* YOUR ASSIGNMENT:
Reproduce everything in the Valley Oaks passage below, from "As Valley Oaks" down to "outlining their plans.".

* TEXT PROVIDED:

As Valley Oaks ramped up production from a “proof of concept” 12 head a day to a goal of 100 head per day, they grew to 100 employees and then sought to expand cattle operations. In February 2018 they requested permitting for an expansion from 900 head of cattle to 6,999 and sent out what Huddleston called a “neighbor letter” outlining their plans.

That’s when the imagined stink began.

“What followed was a barrage of false accusations that got legs and traveled quickly until they were quickly accepted as factual,” says Huddleston. “It became ludicrous.” Letters of condemnation totaled over 1,000 and explosive town meetings took place. “I was at one meeting where the opposition had to hold one guy back or he would have physically attacked me,” Huddleston says. Activists, neighbors and opponents of ag cited poor air quality, odor, water contamination, spread of disease, insects and negative quality of life among their fears.

As the public whipped themselves into a frenzy, four head of Valley Oaks cattle were shot during the night at point blank range. The Ward family had a house door smashed in, photos were taken of their children playing in their yard, and company supporters received phone calls that they would be “slaughtered.”

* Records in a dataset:

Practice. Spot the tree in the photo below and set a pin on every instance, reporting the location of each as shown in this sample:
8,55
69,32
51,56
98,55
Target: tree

* EXERCISE OUTPUT:
As Valley Oaks ramped up production from a “proof of concept” 12 head a day to a goal of 100 head per day, they grew to 100 employees and then sought to expand cattle operations. In February 2018 they requested permitting for an expansion from 900 head of cattle to 6,999 and sent out what Huddleston called a “neighbor letter” outlining their plans.